====== EXTRAIT DU TEXTE ======

Les voici parvenus à la ferme de Moyembrie, un joyau de verdure en terre picarde. Au centre, les bâtiments et la cour. A gauche, la fromagerie, la salle de traite, les poulaillers. Plus haut, les serres et les champs. Et tout autour, des bois. L’encadrement se limite à cinq personnes, trois hommes et deux femmes. Leur mission : animer et contrôler une communauté d’une vingtaine d’ex-détenus, tous salariés. Ce dispositif, loin d’être unique en France, illustre la « libération sous contrainte aux deux tiers de la peine », que Christiane Taubira veut instaurer dans le cadre de sa réforme pénale. La garde des Sceaux entend faire chuter le taux de « sorties sèches » (les fins de détention sans aménagement), actuellement bloqué à 80%.

======

**CONSIGNES:**
1. Résumez en deux phrases le texte sur la ferme de Moyembrie.
2. Reproduisez le passage du texte sur la ferme de Moyembrie de « Les voici parvenus » à « bloqué à 80%. ».
Le matériel placé après ce texte en est indépendant.

====== DONNÉES FOURNIES ======

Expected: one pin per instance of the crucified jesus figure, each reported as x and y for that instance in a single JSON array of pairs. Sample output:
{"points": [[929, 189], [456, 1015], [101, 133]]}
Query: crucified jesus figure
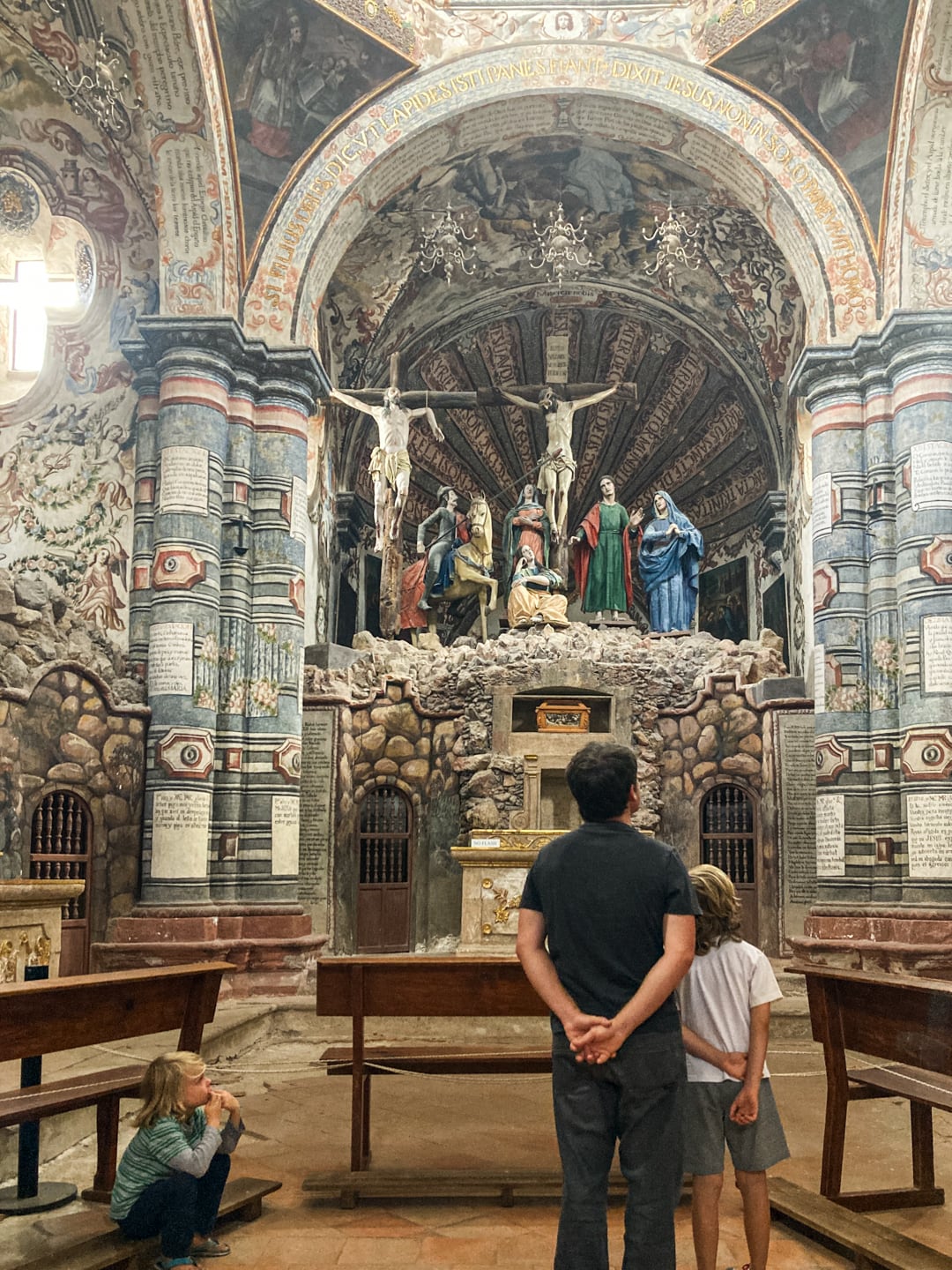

======

**RÉPONSES PAR CONSIGNE:**
1. À la ferme de Moyembrie, en terre picarde, cinq encadrants animent et contrôlent une communauté d'une vingtaine d'ex-détenus, tous salariés. Ce dispositif illustre la « libération sous contrainte aux deux tiers de la peine » que Christiane Taubira veut instaurer dans le cadre de sa réforme pénale, et la garde des Sceaux entend faire chuter le taux de « sorties sèches », actuellement bloqué à 80 %.

2.
Les voici parvenus à la ferme de Moyembrie, un joyau de verdure en terre picarde. Au centre, les bâtiments et la cour. A gauche, la fromagerie, la salle de traite, les poulaillers. Plus haut, les serres et les champs. Et tout autour, des bois. L’encadrement se limite à cinq personnes, trois hommes et deux femmes. Leur mission : animer et contrôler une communauté d’une vingtaine d’ex-détenus, tous salariés. Ce dispositif, loin d’être unique en France, illustre la « libération sous contrainte aux deux tiers de la peine », que Christiane Taubira veut instaurer dans le cadre de sa réforme pénale. La garde des Sceaux entend faire chuter le taux de « sorties sèches » (les fins de détention sans aménagement), actuellement bloqué à 80%.